**TRAVAIL DEMANDÉ**
Rédigez la suite de l'intervention devant la commission d'enquête, en reprenant juste après sa dernière phrase.

Jean-Christophe Thiery, président du conseil de surveillance du groupe Canal+, gérant de CNews :

Je vous remercie de nous donner l'occasion de contribuer à vos réflexions dans le cadre de votre commission d'enquête. J'interviens devant vous ce matin en tant que gérant de CNews ; je suis également président du conseil de surveillance du groupe Canal+ depuis 2018. J'ai été président du directoire de ce groupe entre 2015 et 2018, après avoir été directeur général puis président de Bolloré Média entre 2001 et 2015. Au cours de cette période, j'ai eu la chance de vivre le lancement de la télévision numérique terrestre. Auparavant, entre 1989 et 2001, j'ai eu une carrière de fonctionnaire, notamment dans le corps préfectoral.

Parmi les personnes qui m'accompagnent, vous avez déjà entendu Gérald-Brice Viret, directeur général de Canal+ France, chargé des antennes et des programmes, et Laetitia Ménasé, secrétaire générale du groupe Canal+. Sont également à mes côtés Serge Nedjar, directeur général de CNews, Thomas Bauder, directeur de l'information, ainsi que trois grandes incarnations de notre chaîne, Laurence Ferrari, Sonia Mabrouk et Pascal Praud.

Je commencerai ce propos liminaire par une présentation rapide de notre chaîne.

**DONNÉES**

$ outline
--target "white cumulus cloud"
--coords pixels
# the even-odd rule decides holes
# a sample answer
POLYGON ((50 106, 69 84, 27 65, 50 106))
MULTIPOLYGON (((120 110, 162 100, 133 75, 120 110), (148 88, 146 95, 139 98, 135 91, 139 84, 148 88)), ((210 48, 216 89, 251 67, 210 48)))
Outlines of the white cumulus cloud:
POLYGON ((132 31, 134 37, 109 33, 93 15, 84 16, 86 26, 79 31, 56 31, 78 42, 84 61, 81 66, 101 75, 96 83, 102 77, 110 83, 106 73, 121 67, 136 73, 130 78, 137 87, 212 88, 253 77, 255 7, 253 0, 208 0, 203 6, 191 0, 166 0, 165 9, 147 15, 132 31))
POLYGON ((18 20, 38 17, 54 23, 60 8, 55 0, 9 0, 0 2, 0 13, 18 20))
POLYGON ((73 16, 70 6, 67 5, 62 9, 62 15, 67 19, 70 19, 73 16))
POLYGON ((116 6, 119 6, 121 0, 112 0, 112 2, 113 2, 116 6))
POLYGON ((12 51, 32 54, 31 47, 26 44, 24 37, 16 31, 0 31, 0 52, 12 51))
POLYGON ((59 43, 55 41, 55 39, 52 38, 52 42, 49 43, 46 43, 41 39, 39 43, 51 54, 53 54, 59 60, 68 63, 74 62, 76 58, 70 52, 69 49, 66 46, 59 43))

**RÉPONSE**
CNews est aujourd'hui la deuxième chaîne d'information nationale, avec près de 9 millions de téléspectateurs cumulés par jour. Elle est désormais régulièrement la première chaîne d'information en France sur une base quotidienne – c'est le cas depuis le début de la semaine, lundi, mardi et mercredi – et sur une base hebdomadaire – c'était le cas, par exemple, pour la semaine du 12 au 18 février, pendant laquelle nous avons réalisé 2,8 % d'audience, devant BFM TV, LCI et France Info.

CNews, aujourd'hui, c'est également une quarantaine de rendez-vous d'information tous les jours, du direct entre six heures et minuit – hormis quelques rares émissions enregistrées auparavant –, des incarnations de référence, dont trois sont présentes devant vous, une rédaction de près de 200 journalistes entièrement dédiée à l'information des Français et, tous les jours, des dizaines de journalistes présents sur le terrain ou sur les plateaux de la chaîne.

Ce succès est le fruit du travail et de la persévérance de nos équipes depuis la relance de notre chaîne d'information en 2017, année durant laquelle CNews a succédé à iTélé.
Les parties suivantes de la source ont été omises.